- Work to complete
Using the records below, filter out every line that lacks "dirt" and copy the rest.

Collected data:
● ● ● ●

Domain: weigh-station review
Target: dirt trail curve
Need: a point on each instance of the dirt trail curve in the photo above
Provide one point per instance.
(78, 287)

● ● ● ●

- The completed task
Target: dirt trail curve
Need: a point on each instance of the dirt trail curve in the photo above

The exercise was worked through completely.